SET PROBLEM:
Count the lines in the records below that contain the string "woman", treating uppercase and lowercase as different. Reply with the number alone.

INFORMATION GIVEN:
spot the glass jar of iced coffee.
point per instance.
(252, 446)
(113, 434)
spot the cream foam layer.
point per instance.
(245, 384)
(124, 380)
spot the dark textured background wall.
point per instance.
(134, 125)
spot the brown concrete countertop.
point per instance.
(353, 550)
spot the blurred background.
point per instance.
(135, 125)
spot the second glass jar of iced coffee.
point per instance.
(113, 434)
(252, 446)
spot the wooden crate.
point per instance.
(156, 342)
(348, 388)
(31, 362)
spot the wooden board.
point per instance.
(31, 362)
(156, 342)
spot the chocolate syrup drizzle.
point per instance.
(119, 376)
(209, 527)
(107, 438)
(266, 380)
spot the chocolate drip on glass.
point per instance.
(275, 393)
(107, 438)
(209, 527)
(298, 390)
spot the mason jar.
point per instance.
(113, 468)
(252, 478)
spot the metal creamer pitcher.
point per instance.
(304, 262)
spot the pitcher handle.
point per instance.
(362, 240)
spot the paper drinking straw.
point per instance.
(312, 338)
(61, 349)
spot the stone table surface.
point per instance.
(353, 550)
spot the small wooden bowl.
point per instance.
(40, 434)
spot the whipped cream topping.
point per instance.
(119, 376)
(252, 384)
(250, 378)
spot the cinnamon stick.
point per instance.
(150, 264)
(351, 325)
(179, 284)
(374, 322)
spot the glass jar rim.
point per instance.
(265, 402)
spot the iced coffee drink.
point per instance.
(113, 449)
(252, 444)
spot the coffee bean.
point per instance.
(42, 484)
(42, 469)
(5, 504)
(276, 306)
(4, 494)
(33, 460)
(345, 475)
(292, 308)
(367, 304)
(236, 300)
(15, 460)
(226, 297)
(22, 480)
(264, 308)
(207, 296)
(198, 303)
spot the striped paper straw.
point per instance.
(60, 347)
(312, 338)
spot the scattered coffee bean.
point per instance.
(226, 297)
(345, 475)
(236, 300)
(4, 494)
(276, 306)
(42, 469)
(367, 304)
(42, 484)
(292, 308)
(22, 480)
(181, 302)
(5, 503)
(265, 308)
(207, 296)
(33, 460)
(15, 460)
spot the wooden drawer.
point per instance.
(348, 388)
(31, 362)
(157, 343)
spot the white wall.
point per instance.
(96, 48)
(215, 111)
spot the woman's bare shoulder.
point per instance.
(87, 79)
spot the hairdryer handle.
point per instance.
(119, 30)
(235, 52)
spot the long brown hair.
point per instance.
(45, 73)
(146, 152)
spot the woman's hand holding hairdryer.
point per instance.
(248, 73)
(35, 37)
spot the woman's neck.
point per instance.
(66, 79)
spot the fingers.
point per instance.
...
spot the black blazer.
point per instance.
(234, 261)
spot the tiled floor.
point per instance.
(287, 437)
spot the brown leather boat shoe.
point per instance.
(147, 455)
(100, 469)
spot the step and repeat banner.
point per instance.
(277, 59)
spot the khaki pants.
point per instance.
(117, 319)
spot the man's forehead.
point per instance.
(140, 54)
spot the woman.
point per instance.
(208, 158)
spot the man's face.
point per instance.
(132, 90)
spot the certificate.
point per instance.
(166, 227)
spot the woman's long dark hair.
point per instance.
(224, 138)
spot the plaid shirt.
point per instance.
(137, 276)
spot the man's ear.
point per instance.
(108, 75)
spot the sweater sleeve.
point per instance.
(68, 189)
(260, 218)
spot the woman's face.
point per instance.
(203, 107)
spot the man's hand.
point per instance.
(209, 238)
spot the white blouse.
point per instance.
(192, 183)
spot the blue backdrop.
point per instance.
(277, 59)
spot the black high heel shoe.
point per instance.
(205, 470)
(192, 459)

REPLY:
6